Source extract ▸

Category: Featured

  • Student loans: what counts as expenditure in national accounts

    Student loans: what counts as expenditure in national accounts

    Economic & Fiscal Outlook, Office for Budgetary Responsibility (March 2021), adapted from Tables 3.14 & 3.26

    I have constructed the table above from forecasts for Total Managed Expenditure and Financial Transactions taken from the Office for Budgetary Responsibility’s latest publication (it accompanied Wednesday’s Budget).

    It shows how newly issued student loans are now split into two components for the purposes of presentation in the National Accounts. The portion of loans that are expected to be repaid are classed as “financial transactions”, while the portion expected to be written off is recorded as capital expenditure. The latter scores in “public sector investment”, which was adopted as a new fiscal target prior to the pandemic (net investment cannot exceed 3% of national income), though the rules are currently under review.

    We can see that student loan outlay is expected to reach £20billion in the year to March 2021, rising to £23.6billion in five years’ time.

Dataset excerpts ▸

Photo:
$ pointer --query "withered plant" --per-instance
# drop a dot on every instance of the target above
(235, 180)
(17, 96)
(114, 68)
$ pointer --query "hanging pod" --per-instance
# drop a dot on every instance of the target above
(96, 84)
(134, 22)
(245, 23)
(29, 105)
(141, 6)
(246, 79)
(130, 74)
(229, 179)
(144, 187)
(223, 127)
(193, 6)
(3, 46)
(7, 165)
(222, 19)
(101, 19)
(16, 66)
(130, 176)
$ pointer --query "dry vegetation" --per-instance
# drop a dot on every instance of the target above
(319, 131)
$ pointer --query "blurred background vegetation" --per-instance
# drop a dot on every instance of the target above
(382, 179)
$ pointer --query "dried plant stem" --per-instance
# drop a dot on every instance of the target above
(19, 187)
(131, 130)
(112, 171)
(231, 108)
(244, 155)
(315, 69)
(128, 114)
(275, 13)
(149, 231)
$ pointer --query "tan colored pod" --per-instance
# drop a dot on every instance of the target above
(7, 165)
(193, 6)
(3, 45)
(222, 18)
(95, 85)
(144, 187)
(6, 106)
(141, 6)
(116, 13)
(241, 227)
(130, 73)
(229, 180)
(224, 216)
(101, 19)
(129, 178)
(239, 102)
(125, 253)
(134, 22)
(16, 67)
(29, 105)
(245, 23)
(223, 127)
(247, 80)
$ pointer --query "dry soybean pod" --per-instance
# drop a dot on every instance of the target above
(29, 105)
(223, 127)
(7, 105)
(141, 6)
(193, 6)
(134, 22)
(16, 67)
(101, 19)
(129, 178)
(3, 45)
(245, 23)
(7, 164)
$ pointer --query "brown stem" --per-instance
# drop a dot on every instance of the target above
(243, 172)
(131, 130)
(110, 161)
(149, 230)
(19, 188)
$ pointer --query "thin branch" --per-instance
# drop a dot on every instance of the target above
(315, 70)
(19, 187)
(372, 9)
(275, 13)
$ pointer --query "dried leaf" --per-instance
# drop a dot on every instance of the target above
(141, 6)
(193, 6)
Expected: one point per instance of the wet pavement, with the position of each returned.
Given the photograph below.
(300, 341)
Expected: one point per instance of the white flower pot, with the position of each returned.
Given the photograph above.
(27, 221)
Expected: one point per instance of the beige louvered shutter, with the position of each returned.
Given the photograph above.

Brief 1 ▸ In the student loans text, rewrite the paragraph beginning "It shows how newly issued student loans" as a short list that keeps its main facts.
Brief 2 ▸ Reproduce the part of the student loans text that opens with the words containing "It shows how" and closes with "five years’ time.".
Brief 3 ▸ Sum up the student loans text in two sentences.

Expected output 1 ▸
- Newly issued student loans are now split into two parts for presentation in the National Accounts.
- The part expected to be repaid is classed as "financial transactions."
- The part expected to be written off is recorded as capital expenditure and counts in "public sector investment."
- Public sector investment was adopted as a new fiscal target before the pandemic: net investment cannot exceed 3% of national income.
- These rules are currently under review.

Expected output 2 ▸
It shows how newly issued student loans are now split into two components for the purposes of presentation in the National Accounts. The portion of loans that are expected to be repaid are classed as “financial transactions”, while the portion expected to be written off is recorded as capital expenditure. The latter scores in “public sector investment”, which was adopted as a new fiscal target prior to the pandemic (net investment cannot exceed 3% of national income), though the rules are currently under review.

    We can see that student loan outlay is expected to reach £20billion in the year to March 2021, rising to £23.6billion in five years’ time.

Expected output 3 ▸ A table built from Office for Budgetary Responsibility forecasts shows that newly issued student loans are now split in the National Accounts. The part expected to be repaid counts as financial transactions, and the part expected to be written off counts as capital expenditure in public sector investment, with student loan outlay expected to reach £20billion in the year to March 2021 and £23.6billion in five years' time.